- **TEXT BLOCK**
····················
Charles Philip Yorke  (12 March 1764 – 13 March 1834) was a British politician. He notably served as Home Secretary from 1803 to 1804.

Political career
He sat as a Member of Parliament (MP) for Cambridgeshire from 1790 to 1810.
He was commissioned as an officer in the Cambridgeshire Militia in 1793. He was promoted to major in 1795, a fellow officer was Captain George Manby By 1806 he was their colonel.
He was MP for Liskeard from 1812 to 1818. 

In 1801 he was appointed Secretary at War in Henry Addington's ministry, transferring to the Home Office in 1803, where he was a strong opponent of concession to the Roman Catholics. He made himself exceedingly unpopular in 1810 by bringing about the exclusion of strangers, including reporters for the press, from the House of Commons under the standing order, which led to the imprisonment of Sir Francis Burdett, 5th Baronet in the Tower and to riots in London. In the same year, Yorke joined Spencer Perceval's government as First Lord of the Admiralty. He retired from public life in 1818.

He was elected a Fellow of the Royal Society in 1801.

Family
Yorke was the second son of the Hon. Charles Yorke and grandson of Philip Yorke, 1st Earl of Hardwicke. His mother was Agneta, daughter of Henry Johnstone. His brother was Admiral Sir Joseph Sidney Yorke (1768–1831), whose son succeeded to the earldom of Hardwicke.
····················
- **DATA EXTRACT**

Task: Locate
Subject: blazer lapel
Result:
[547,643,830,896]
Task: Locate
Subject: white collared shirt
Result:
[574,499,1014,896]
····················
- **CHALLENGES**
1. In the biography of Charles Philip Yorke, in which year was he elected a Fellow of the Royal Society?
2. Write the next part of the Charles Philip Yorke biography, starting after its final sentence.

- **RESULTS IN ORDER**
1. 1801

2.
Yorke married Harriott, eldest daughter of Charles Manningham, Esq. of Thorpe, Surrey in July 1790. They had no children. He died in March 1834, one day after his 70th birthday.

He had a natural son, Charles Eurwicke Douglas.

Legacy
In 1802, Matthew Flinders named Yorke Peninsula in South Australia after Yorke.

References

External links

1764 births
1834 deaths
Alumni of St John's College, Cambridge
Secretaries of State for the Home Department
Lords of the Admiralty
Tory MPs (pre-1834)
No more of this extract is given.